* **Instructions to follow**:
Extract the records in full, leaving every picture out.
* Start Given data *
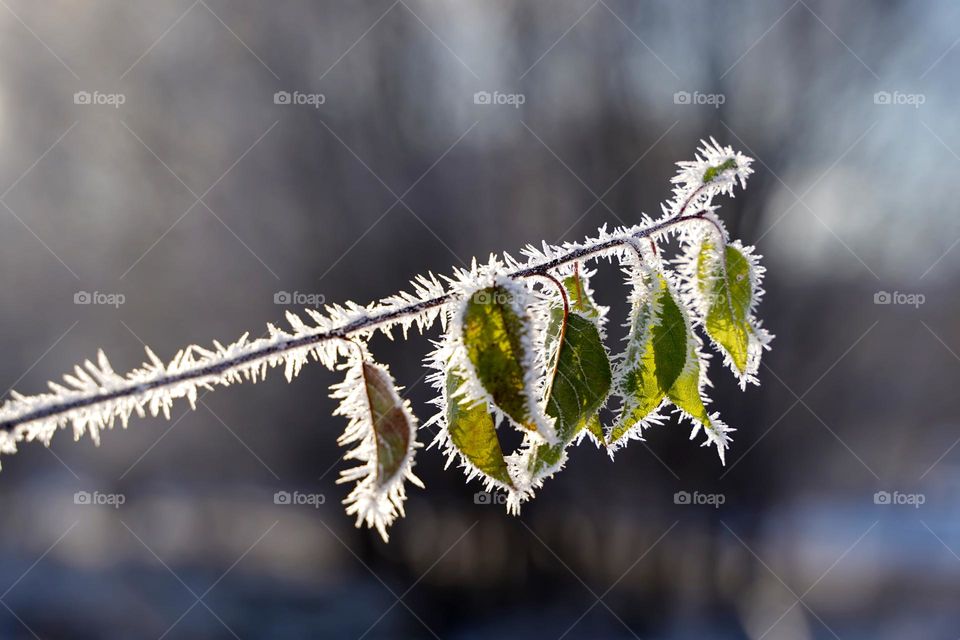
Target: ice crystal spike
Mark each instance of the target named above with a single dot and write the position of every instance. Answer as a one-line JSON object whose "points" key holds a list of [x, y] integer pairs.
{"points": [[382, 430], [523, 346]]}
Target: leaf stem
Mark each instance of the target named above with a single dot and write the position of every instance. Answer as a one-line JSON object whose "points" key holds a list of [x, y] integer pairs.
{"points": [[206, 373]]}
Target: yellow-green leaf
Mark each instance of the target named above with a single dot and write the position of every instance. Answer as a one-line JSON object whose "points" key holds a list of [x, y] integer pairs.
{"points": [[725, 284], [473, 433], [580, 300], [495, 336], [657, 352]]}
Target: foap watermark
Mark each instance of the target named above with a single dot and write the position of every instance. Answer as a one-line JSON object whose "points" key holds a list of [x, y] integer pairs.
{"points": [[299, 298], [898, 98], [299, 98], [899, 298], [498, 98], [700, 499], [99, 298], [897, 498], [712, 99], [485, 497], [98, 98], [96, 498], [297, 498]]}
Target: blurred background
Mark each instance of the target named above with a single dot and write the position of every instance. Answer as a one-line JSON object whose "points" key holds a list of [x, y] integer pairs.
{"points": [[179, 165]]}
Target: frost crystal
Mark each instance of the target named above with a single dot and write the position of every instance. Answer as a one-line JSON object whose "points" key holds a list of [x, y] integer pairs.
{"points": [[383, 430], [497, 360]]}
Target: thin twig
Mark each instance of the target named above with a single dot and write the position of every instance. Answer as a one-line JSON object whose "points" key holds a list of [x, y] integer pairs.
{"points": [[343, 331]]}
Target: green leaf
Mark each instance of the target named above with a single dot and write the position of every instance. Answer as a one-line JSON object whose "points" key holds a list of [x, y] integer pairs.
{"points": [[391, 428], [580, 301], [727, 287], [685, 392], [580, 384], [473, 433], [495, 336], [657, 353]]}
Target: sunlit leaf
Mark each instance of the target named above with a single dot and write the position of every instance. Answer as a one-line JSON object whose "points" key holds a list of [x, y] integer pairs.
{"points": [[726, 285], [383, 430], [496, 336], [656, 355], [579, 386]]}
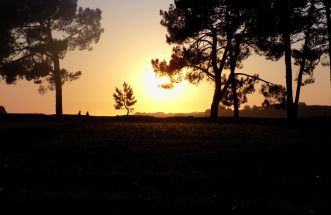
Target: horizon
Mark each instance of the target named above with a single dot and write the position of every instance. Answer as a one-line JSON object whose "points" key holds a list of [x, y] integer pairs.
{"points": [[133, 36]]}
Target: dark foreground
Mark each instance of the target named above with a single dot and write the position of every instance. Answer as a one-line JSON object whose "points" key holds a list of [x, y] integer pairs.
{"points": [[169, 166]]}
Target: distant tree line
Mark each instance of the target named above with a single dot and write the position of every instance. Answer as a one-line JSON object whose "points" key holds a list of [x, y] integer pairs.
{"points": [[215, 35], [253, 111], [35, 36]]}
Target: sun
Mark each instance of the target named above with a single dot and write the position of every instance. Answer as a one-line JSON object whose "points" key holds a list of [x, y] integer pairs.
{"points": [[152, 87]]}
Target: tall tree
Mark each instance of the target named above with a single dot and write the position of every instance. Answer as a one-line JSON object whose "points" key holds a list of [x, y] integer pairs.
{"points": [[49, 29], [308, 57], [327, 9], [208, 38], [124, 99], [280, 25]]}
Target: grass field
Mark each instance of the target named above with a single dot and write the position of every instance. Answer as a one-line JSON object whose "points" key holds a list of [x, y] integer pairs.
{"points": [[164, 166]]}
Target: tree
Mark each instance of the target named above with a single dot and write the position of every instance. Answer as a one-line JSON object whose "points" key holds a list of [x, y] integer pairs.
{"points": [[327, 24], [283, 25], [208, 38], [124, 99], [47, 31]]}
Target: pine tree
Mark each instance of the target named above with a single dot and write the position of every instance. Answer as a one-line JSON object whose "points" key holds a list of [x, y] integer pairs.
{"points": [[124, 99]]}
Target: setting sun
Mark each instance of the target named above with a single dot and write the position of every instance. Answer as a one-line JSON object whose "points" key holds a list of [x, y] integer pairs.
{"points": [[152, 85]]}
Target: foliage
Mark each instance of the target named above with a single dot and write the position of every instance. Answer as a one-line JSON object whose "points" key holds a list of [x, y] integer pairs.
{"points": [[41, 38], [124, 99], [208, 38]]}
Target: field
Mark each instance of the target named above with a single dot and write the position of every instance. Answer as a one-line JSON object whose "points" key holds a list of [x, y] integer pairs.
{"points": [[146, 165]]}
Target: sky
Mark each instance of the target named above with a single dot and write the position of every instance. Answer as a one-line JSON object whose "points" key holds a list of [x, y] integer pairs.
{"points": [[133, 36]]}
* End Given data *
* **Answer for the task**:
Target: ice crystal spike
Mark each instance of the target named above with a single dot and write the position of every instance. Answer as a one-line JSON object whose "points" key holds a list of [x, y] integer pairs.
{"points": [[382, 430], [523, 346]]}
Target: leaf stem
Mark each instance of the target named above with a single dot and write the position of every instance. Answer as a one-line JSON object whose "points" key holds a list of [x, y] integer pairs.
{"points": [[206, 373]]}
Target: yellow-green leaf
Mark each instance of the target named above with a single dot and write the position of every instance. Answer as a one-line JSON object whose "points" key holds a list of [x, y] integer pairs.
{"points": [[725, 284], [473, 433], [580, 300], [495, 336], [657, 352]]}
Target: foap watermark
Mark each instance of the target named above with a single dot and write the position of every instance. Answer as a one-line JSON object whose "points" key holds a list of [x, y] integer pairs.
{"points": [[299, 298], [898, 98], [299, 98], [899, 298], [498, 98], [700, 499], [99, 298], [897, 498], [712, 99], [485, 497], [98, 98], [96, 498], [297, 498]]}
Target: blurred background
Mark each instance of the target named above with a single dot and write the position of every instance. Answer as a one-line JSON object whose "points" key holds a list of [x, y] integer pairs.
{"points": [[179, 165]]}
Target: frost crystal
Mark each instance of the target named above with a single dot and write the position of every instance. Answer as a one-line JSON object whose "points" key holds a list of [x, y] integer pairs.
{"points": [[383, 430], [497, 360]]}
Target: thin twig
Mark each instance of the target named above with a single dot and write the position of every instance. Answer as a one-line JSON object whose "points" key holds a list of [x, y] integer pairs.
{"points": [[343, 331]]}
Target: green leaf
Mark each instance of the target named above with a single dot and write the position of every instance. Answer as a one-line JSON object whose "points" key holds a list of [x, y] integer pairs.
{"points": [[391, 428], [580, 301], [727, 287], [685, 392], [580, 384], [473, 433], [495, 336], [657, 353]]}
Target: sunlit leaf
Mark each instance of the target named above with a single dot and write the position of every instance. Answer as a one-line JSON object whose "points" key holds a list of [x, y] integer pairs.
{"points": [[726, 285], [383, 430], [496, 336], [656, 355], [579, 386]]}
Target: horizon
Mark each instance of the target named above with a single dot and write the position of every instance. Answer as a one-line JSON object whose "points" key holds a list of [x, y] integer pairs.
{"points": [[133, 36]]}
Target: dark foreground
Mark each instance of the target named above with a single dot and write the position of every instance. Answer as a one-line JSON object whose "points" key holds a list of [x, y] integer pairs.
{"points": [[169, 166]]}
Target: distant tree line
Mark each instance of the target named above with a single dot and write the position of every instance. Answer as a one-line JSON object whose "points" key holds a list of [x, y] integer pairs.
{"points": [[215, 35], [253, 111], [35, 36]]}
Target: sun
Mark each instance of the target named above with a single dot and write the position of every instance. Answer as a one-line JSON object whose "points" key holds a list of [x, y] integer pairs.
{"points": [[152, 87]]}
Target: tall tree
Mark each instance of the target named above with a single dot and write the position of every instance. Answer as a one-line JSON object whose "points" key holds a list of [x, y] integer pairs.
{"points": [[49, 29], [308, 57], [327, 9], [208, 38], [124, 99], [280, 25]]}
Target: grass field
Mark each instance of the target named above with a single dot and write the position of every instance. Answer as a one-line JSON object whose "points" key holds a list of [x, y] integer pairs.
{"points": [[164, 166]]}
Target: tree
Mark each instance of the target named above with a single dot and write the position of every instance. Answer as a one-line JSON object whose "points" key holds a list of [x, y] integer pairs.
{"points": [[327, 24], [283, 25], [208, 38], [124, 99], [47, 31]]}
Target: pine tree
Mark each instance of the target named above with a single dot and write the position of every instance. Answer as a one-line JSON object whose "points" key holds a list of [x, y] integer pairs.
{"points": [[124, 99]]}
Target: setting sun
Mark each instance of the target named above with a single dot and write the position of every instance. Answer as a one-line JSON object whose "points" key holds a list of [x, y] integer pairs.
{"points": [[152, 85]]}
Target: foliage
Mark each instance of the target named above with a single dot and write the position of every instance. Answer as a one-line JSON object whose "points" key holds a list of [x, y] integer pairs.
{"points": [[41, 38], [124, 99], [208, 38]]}
Target: field
Mark each instance of the target named above with a single dot and write the position of every instance. Answer as a one-line JSON object whose "points" key holds a list of [x, y] integer pairs.
{"points": [[146, 165]]}
Target: sky
Mark each instance of the target named above with a single dot and write the position of every instance. Answer as a one-line JSON object whose "points" key holds a list of [x, y] integer pairs.
{"points": [[133, 36]]}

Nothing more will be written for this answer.